BEGIN

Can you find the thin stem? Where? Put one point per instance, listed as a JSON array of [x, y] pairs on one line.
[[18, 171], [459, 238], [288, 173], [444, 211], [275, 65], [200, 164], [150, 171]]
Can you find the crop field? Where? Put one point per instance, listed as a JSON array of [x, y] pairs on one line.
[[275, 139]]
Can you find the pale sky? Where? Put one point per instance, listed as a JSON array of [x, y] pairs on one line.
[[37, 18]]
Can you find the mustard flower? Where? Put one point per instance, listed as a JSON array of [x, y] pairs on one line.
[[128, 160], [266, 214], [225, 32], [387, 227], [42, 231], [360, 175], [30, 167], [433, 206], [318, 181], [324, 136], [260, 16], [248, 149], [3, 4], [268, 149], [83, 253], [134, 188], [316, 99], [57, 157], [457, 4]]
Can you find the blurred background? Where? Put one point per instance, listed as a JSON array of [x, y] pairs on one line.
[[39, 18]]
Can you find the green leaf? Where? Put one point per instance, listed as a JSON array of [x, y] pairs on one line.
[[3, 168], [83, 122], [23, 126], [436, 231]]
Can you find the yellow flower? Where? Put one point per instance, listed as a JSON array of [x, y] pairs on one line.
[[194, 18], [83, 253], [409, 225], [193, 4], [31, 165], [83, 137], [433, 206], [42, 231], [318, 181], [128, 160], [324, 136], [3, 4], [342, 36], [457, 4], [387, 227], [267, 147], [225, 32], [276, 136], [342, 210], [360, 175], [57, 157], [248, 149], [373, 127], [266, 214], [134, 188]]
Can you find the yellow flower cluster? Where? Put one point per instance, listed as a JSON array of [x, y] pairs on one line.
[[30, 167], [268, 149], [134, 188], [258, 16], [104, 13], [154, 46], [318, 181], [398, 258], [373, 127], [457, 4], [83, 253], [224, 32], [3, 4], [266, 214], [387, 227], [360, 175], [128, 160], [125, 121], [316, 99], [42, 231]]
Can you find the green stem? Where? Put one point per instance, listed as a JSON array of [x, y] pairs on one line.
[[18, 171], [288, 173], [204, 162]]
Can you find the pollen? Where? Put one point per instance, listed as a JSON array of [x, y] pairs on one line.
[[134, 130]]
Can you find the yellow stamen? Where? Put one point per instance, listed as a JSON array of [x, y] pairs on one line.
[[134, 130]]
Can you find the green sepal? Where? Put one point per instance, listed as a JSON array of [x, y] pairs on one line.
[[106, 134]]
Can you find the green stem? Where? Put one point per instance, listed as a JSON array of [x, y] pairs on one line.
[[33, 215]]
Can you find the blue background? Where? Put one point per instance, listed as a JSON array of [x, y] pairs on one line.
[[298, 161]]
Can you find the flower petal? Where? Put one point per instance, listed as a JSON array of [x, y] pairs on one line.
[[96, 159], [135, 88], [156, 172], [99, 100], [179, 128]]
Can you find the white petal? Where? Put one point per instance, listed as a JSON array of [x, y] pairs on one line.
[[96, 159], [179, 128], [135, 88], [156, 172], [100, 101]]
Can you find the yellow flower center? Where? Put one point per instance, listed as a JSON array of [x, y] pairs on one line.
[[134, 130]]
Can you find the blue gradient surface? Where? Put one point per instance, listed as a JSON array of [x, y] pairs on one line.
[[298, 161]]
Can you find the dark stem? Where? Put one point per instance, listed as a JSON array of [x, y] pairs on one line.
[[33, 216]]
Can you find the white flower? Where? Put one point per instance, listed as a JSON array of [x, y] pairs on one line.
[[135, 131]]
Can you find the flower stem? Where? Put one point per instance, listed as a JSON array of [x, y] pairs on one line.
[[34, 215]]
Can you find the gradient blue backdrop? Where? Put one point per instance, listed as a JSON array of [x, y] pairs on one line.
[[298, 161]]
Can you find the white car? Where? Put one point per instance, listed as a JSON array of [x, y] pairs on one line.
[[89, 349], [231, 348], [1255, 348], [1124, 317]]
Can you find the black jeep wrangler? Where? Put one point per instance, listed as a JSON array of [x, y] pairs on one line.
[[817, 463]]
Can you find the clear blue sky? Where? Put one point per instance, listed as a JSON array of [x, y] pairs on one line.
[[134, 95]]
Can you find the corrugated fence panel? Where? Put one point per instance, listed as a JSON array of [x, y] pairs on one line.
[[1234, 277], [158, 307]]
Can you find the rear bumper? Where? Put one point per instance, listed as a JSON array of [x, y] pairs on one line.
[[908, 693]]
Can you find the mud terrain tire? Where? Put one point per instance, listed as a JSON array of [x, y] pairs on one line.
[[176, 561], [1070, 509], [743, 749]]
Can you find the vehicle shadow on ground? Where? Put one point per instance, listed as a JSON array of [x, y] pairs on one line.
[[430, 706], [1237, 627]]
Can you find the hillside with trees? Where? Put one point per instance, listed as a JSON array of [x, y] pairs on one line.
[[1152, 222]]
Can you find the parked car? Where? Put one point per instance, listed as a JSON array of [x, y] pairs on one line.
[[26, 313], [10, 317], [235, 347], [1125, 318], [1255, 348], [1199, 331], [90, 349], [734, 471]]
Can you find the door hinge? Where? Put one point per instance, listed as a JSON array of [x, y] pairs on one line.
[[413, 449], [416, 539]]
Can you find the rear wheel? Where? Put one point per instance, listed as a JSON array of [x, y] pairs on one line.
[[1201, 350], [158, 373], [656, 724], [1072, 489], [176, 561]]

END

What you need to do: Set the listing down again in full, exactly as it was given.

Exercise solution:
Can you find the thin stem? Where? Put one point per instance, listed as a JSON array of [x, y] pairs on one line.
[[18, 171], [459, 238], [288, 173], [444, 211], [275, 65], [200, 164], [150, 171]]
Can you find the crop field? Where? Put one point per instance, listed as a JSON array of [x, y] pairs on one line.
[[275, 139]]
Can you find the pale sky? Where? Put one point per instance, listed as a JSON array of [x, y] pairs on one line.
[[37, 18]]
Can you find the mustard flower? Where? Put one point per instance, listed as a JSON array of [x, y] pairs on one line.
[[128, 160], [266, 214], [225, 32], [387, 227], [42, 231], [360, 175], [30, 167], [433, 206], [318, 181], [324, 136], [260, 16], [248, 149], [3, 4], [268, 149], [83, 253], [134, 188], [316, 99], [57, 157], [457, 4]]
Can you find the blurred background? Where? Put one point per instance, listed as a JSON array of [x, y] pairs on one line.
[[39, 18]]
Can you find the green leaf? Where? Put one point per instance, listed as a JSON array of [x, y] pairs on one line.
[[3, 168], [83, 122], [23, 126], [436, 231]]
Can you find the yellow flower? Where? Put one point per instance, listed as a JSON array of [x, y] pairs on one line.
[[194, 18], [83, 253], [409, 225], [193, 4], [31, 165], [83, 137], [433, 206], [42, 231], [318, 181], [128, 160], [324, 136], [3, 4], [342, 36], [457, 4], [387, 227], [267, 147], [225, 32], [276, 136], [342, 210], [360, 175], [57, 157], [248, 149], [373, 127], [266, 214], [134, 188]]
Can you find the yellow flower cluster? Where? Put one point per instance, listed as a JSON array of [x, y] pairs on one line.
[[30, 167], [268, 149], [134, 188], [258, 16], [104, 13], [154, 46], [318, 181], [398, 258], [373, 127], [457, 4], [83, 253], [224, 32], [3, 4], [266, 214], [387, 227], [360, 175], [128, 160], [125, 121], [316, 99], [42, 231]]
Can you find the green stem? Where? Put one point per instance, listed as a JSON array of [x, y] pairs on one line.
[[18, 171], [288, 173], [204, 162]]
Can you find the pollen? Where? Put one point per instance, listed as a JSON array of [x, y] pairs on one line.
[[134, 130]]
Can you find the yellow stamen? Where? Put one point per instance, listed as a JSON array of [x, y] pairs on one line.
[[134, 130]]
Can you find the green sepal? Where? Put one point per instance, listed as a JSON array of [x, y] pairs on one line.
[[106, 134]]
Can you find the green stem? Where? Put one point per instance, listed as a JSON array of [x, y] pairs on one line.
[[33, 215]]
Can you find the blue background? Where? Put one point per instance, listed as a JSON array of [x, y] pairs on one line.
[[298, 161]]
Can you find the flower petal? Where? Put one point per instance, listed as a JSON array of [x, y] pairs on one line.
[[96, 159], [135, 88], [156, 172], [99, 100], [179, 128]]
Can you find the white petal? Where? Put one point per instance, listed as a JSON array of [x, y] pairs on one line.
[[96, 159], [179, 128], [135, 88], [156, 172], [100, 101]]
Can you find the yellow flower center? Where? Put one point per instance, listed as a JSON array of [x, y] pairs on one line.
[[134, 130]]
Can you find the blue gradient surface? Where? Put one point per instance, listed as a JSON array of [x, y] pairs on one line.
[[298, 161]]
Can you find the dark stem? Where? Put one point per instance, listed as a JSON array of [x, y] pairs on one line.
[[33, 216]]
Can you find the white flower? Where? Put one point per instance, listed as a JSON array of [x, y] pairs on one line.
[[135, 131]]
Can you find the flower stem? Where? Put one point per instance, listed as a JSON array of [x, y] pairs on one line.
[[34, 215]]
Can you find the gradient blue backdrop? Where? Put one point per instance, listed as a JSON array of [x, y] pairs on one line.
[[298, 161]]
Can you find the white car? Where? Put one point per instance, listed as a JSON array of [x, y] pairs on one line.
[[89, 349], [231, 348], [1255, 348], [1124, 317]]
Can you find the black jeep wrangler? Where? Put one point per instance, listed as a JSON array of [x, y] pairs on one line.
[[817, 463]]
Can you find the clear blue sky? Where? Put one point per instance, listed as a JSON array of [x, y] pairs on one line.
[[134, 95]]
Can you find the corrugated fence panel? Where? Put one point per instance, listed as a JSON array of [x, y] pairs on one line.
[[1234, 277], [158, 307]]
Can you find the rear bumper? Where? Put one point per instance, listed as a JSON array of [x, y] pairs on one line.
[[908, 693]]
Can you find the mud terrain tire? Where? Put one point per instance, listed as a JSON array of [x, y] pairs on one line.
[[176, 561], [1070, 509], [743, 749]]
Can you find the vehicle shadow on ground? Where? Put one point per instance, listed as a JSON array of [x, y] pairs on one line.
[[430, 706], [1237, 627]]
Can you find the hillside with trees? Where? Put one point per instance, listed as a JSON array of [x, y] pairs on one line.
[[1152, 222]]
Can you find the parked car? Where? Put one point per instance, listed as a JSON array of [x, y] pairs on one line.
[[26, 313], [10, 317], [235, 347], [1125, 318], [1255, 348], [1199, 331], [90, 349], [734, 471]]
Can you find the door hinge? Where? Put one point per instance, listed as a JSON array of [x, y] pairs on one line.
[[413, 449], [416, 539]]
Can you find the rear wheel? Where? Put one point per instance, listed as a JSON array of [x, y] pairs on one line.
[[1201, 350], [158, 373], [656, 724], [1072, 489], [176, 561]]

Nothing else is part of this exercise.